(Entries from a point annotation set)
· · ·
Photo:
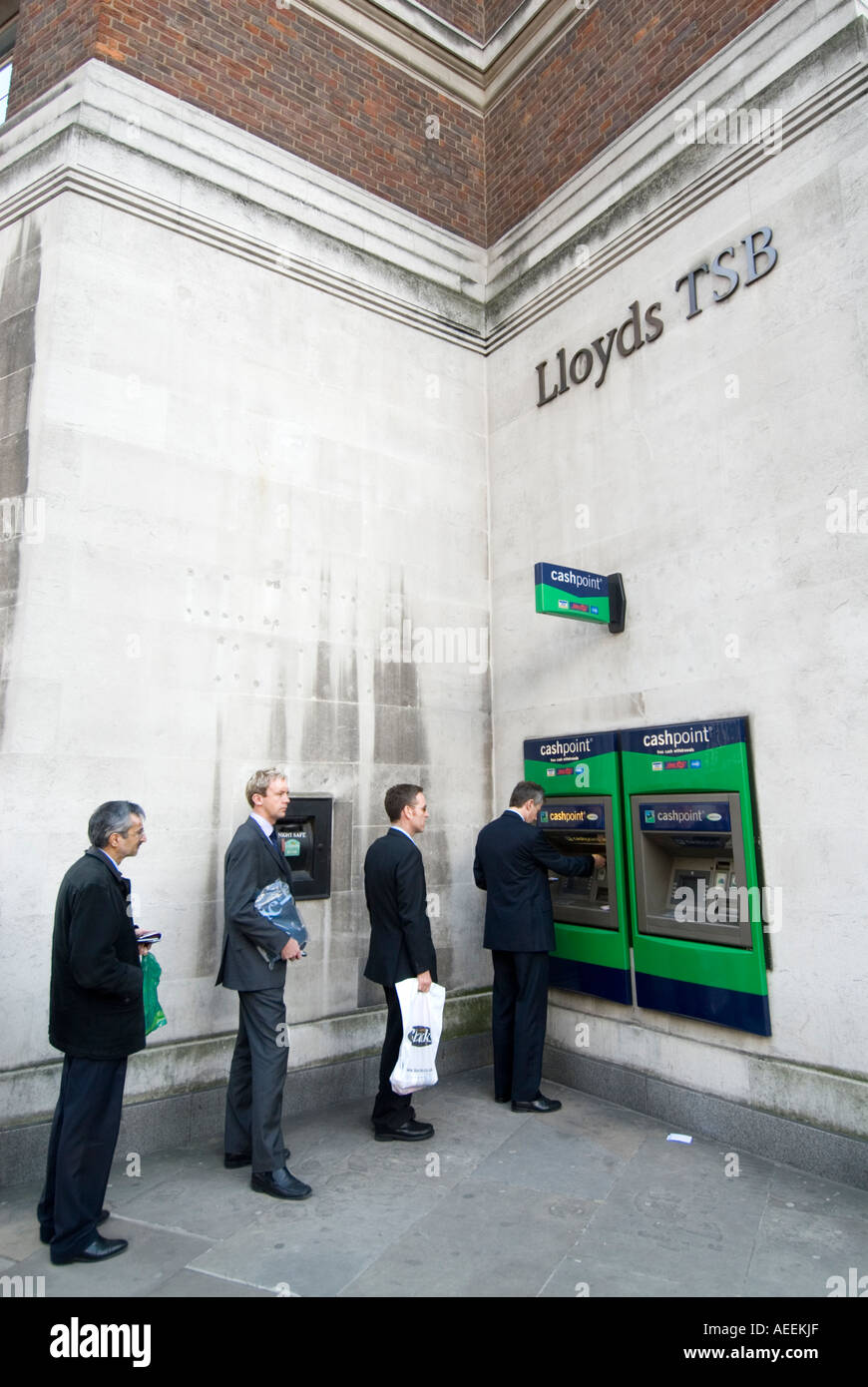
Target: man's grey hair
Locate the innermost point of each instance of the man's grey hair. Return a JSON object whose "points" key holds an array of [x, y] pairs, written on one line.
{"points": [[111, 817], [525, 790], [259, 782]]}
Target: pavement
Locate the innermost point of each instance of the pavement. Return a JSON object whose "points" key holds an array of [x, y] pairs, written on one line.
{"points": [[590, 1201]]}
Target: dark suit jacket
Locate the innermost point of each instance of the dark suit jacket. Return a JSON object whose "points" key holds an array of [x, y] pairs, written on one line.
{"points": [[96, 1006], [395, 892], [512, 864], [251, 863]]}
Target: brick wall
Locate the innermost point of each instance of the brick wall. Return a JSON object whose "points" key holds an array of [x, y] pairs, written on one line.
{"points": [[295, 82], [283, 77], [590, 88]]}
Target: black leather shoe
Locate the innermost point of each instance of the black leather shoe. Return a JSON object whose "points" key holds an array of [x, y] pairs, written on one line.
{"points": [[45, 1236], [234, 1162], [97, 1251], [409, 1132], [538, 1105], [280, 1184]]}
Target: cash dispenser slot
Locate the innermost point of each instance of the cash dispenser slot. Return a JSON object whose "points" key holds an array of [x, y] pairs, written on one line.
{"points": [[689, 868], [579, 828]]}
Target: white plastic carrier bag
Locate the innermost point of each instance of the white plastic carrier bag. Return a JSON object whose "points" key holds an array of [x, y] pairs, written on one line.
{"points": [[423, 1017]]}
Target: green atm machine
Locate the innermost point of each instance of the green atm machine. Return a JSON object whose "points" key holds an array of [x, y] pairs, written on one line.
{"points": [[699, 948], [583, 814]]}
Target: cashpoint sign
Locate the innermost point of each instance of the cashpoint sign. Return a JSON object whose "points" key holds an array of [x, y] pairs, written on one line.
{"points": [[580, 596], [583, 814], [693, 873]]}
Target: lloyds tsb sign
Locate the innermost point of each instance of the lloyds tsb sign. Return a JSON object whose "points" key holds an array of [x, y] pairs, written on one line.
{"points": [[726, 270]]}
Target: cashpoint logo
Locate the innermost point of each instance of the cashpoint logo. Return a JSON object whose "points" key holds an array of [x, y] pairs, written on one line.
{"points": [[678, 816], [675, 739], [579, 746]]}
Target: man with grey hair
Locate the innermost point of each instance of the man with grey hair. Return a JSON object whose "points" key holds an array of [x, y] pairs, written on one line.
{"points": [[254, 1098], [97, 1020]]}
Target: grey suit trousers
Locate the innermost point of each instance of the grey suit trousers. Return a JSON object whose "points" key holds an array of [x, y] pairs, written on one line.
{"points": [[254, 1099]]}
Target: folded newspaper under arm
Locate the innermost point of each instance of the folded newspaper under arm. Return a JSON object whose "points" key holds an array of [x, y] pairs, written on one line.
{"points": [[276, 904]]}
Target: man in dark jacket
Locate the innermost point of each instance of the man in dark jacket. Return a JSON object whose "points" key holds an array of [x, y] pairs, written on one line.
{"points": [[399, 945], [254, 1098], [512, 864], [97, 1020]]}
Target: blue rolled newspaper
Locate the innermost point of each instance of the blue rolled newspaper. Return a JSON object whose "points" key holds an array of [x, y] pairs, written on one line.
{"points": [[277, 906]]}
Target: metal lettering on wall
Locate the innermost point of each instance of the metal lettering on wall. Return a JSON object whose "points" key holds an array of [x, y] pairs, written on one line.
{"points": [[644, 327]]}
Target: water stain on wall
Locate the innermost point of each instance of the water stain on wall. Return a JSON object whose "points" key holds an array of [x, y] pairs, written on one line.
{"points": [[18, 298]]}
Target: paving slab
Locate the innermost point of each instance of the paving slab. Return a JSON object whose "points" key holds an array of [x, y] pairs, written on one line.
{"points": [[586, 1202]]}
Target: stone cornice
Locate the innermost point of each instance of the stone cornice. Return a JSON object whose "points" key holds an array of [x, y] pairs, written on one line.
{"points": [[110, 138], [434, 52]]}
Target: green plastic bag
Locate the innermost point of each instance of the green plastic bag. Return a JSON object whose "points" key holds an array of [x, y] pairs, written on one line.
{"points": [[154, 1016]]}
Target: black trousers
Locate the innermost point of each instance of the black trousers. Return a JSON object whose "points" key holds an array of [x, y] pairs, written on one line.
{"points": [[254, 1098], [519, 1006], [82, 1144], [391, 1110]]}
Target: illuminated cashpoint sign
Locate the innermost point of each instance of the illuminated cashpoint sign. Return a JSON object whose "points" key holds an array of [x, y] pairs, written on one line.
{"points": [[304, 838], [699, 948], [580, 596], [582, 816]]}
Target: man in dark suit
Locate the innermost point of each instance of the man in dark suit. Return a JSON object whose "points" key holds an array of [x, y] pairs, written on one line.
{"points": [[254, 1099], [512, 864], [399, 945], [97, 1020]]}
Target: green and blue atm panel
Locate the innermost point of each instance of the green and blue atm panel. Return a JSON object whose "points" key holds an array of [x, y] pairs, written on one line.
{"points": [[583, 814], [692, 868]]}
· · ·
> DESCRIPTION OF THE TASK:
Pictures in the records should not appear in your copy, but everything else must be transcribed exactly.

> THE ANSWER:
Photo:
Target: man's grey hair
Locate the innermost point of each instance of the man's grey hair. Return a JSON object whose "points" key holds an array of [x, y] pairs, written on one line.
{"points": [[111, 817], [525, 790], [259, 782]]}
Target: pavement
Locate the innermost point of each instance of the pavement. Return a JSON object whose "points" key holds an array of [x, y] pairs, written on one line.
{"points": [[590, 1201]]}
Target: dark suit jacket
Locate the innermost point of each instance of the dark suit jacket. Return a JSON object whose "points" key holds an array of [x, y] pairs, written on one line.
{"points": [[96, 1006], [395, 892], [512, 864], [251, 863]]}
Target: brick wall
Locate the innermost point of each instance of the brick wall. Return a JSON object whose "points" key holds an array of [x, y] pairs, written on one line.
{"points": [[295, 82], [283, 77], [590, 88]]}
Target: black leather shoe
Locate the innermost point of each instance of the black leather shoe. Return a JSON object whose "points" key holds an array of [x, y] pairs, written on one line.
{"points": [[45, 1236], [234, 1162], [97, 1251], [409, 1132], [538, 1105], [280, 1184]]}
Target: cash dispenser slot
Locate the innermost point of each instance of the cash dispenser slot. Return a JSON object whose "points" key holds an array of [x, y] pairs, written on one line.
{"points": [[689, 868], [579, 828]]}
Target: white plastic carrier bag
Locate the innermost point of each instance of the white plastic carrier bag. Return a JSON object whose "points" key holds an array of [x, y] pairs, written on one line.
{"points": [[423, 1017]]}
Target: green atm machine
Locate the innermost point of each instance of the green atm machine. Return a JSON object whose "points" key holds an array of [x, y] pairs, written on one line.
{"points": [[699, 948], [583, 814]]}
Target: cashpoint sign
Locate the innermost point of each instance of the cashpoint sign. Return a JSON object whose "points" key holds an array of [x, y] pairs, written on one line.
{"points": [[580, 596], [583, 814], [693, 873]]}
Target: lloyds tsb sign
Locate the innermost point of each instance of the lloyds tsb sign. Return a JSON object whose "points" key holds an array of [x, y] pairs, written on one line.
{"points": [[726, 270]]}
Target: cashpoint logo
Locate the innermost point of each instance of the cashpoint logo. Return a JSON object whose "points" key holds an array of [x, y] pairs, written on one line.
{"points": [[678, 816], [675, 739], [579, 746]]}
Target: man with grey hair
Locate the innermost point of each instance of the man with grey hair. Return a JSON object whose "points" key holds an array of [x, y] pairs, written on one line.
{"points": [[254, 1098], [97, 1020]]}
Target: grey suit trousers
Locate the innermost point of each instance of the grey suit trousers. Return a JSON object whose "points" key holds an array of [x, y] pairs, written on one line.
{"points": [[254, 1099]]}
Target: folded newspaper under arm
Locate the innermost point of each instance of the folded newspaper under arm. Return a JSON object whose "points" key holds an array of [x, y] pairs, written on one line.
{"points": [[276, 904]]}
Target: man in dark jacket
Locate the innermost point of each instance of the man in dark jacket. Return a JSON object whose "points" key holds an array of [x, y] pairs, written on one line.
{"points": [[399, 945], [254, 1098], [512, 864], [97, 1020]]}
Target: blue rolled newspaper
Locate the innermost point of each instance of the blue rolled newspaper. Return a JSON object whose "points" key holds an array of [x, y] pairs, written on one line.
{"points": [[277, 906]]}
Target: metal lettering on wall
Locate the innermost point of each instance of the metal lettering on wall. Return a JSON object whose "points" key holds an array of [x, y] pairs, written on one line.
{"points": [[644, 327]]}
Target: water stain on wall
Locate the innermost point of each instance of the water stain on wall. Return a JSON object whose "points" key holds an array of [x, y] pairs, written on one line.
{"points": [[18, 298]]}
Target: paving slab
Locate the innermost point of each instance of the paving slab. Return a JSON object whose "points" key holds an array of [x, y] pairs, written on one line.
{"points": [[586, 1202]]}
Target: stone cornice
Locate the innermost point of each instance of the stone cornice. Return a JSON object whose "points" key holds an array of [x, y] pairs, written on one line.
{"points": [[110, 138], [434, 52]]}
Target: green plastic bag
Locate the innermost point of each instance of the green plastic bag. Return a JSON object whose "points" key holds an array of [x, y] pairs, written on one line.
{"points": [[154, 1016]]}
Target: black trousers
Locate the innermost point of each instance of the black trousers. Return a JSON object whose "points" key holds an array of [x, y] pairs, written on one line.
{"points": [[254, 1098], [519, 1006], [82, 1144], [391, 1110]]}
Target: illuminated cashpoint sign
Locate the innermost point of each instance of the illuminated cashpoint sign. Return a JSON object whose "points" key holds an array of [x, y] pairs, written on one line.
{"points": [[304, 838], [699, 948], [580, 596], [582, 816]]}
Target: man in dark suit
Locate the innermost point of each instance of the man in dark suit. Return a JSON object whose "points" key holds an array of [x, y] pairs, written on one line.
{"points": [[254, 1099], [512, 864], [399, 945], [97, 1020]]}
Target: green and blue atm panel
Locate the innermost point of each instance of the green and blue atm panel. Return a JSON object whose "points" key holds an array of [x, y] pairs, written on one line.
{"points": [[583, 814], [692, 868]]}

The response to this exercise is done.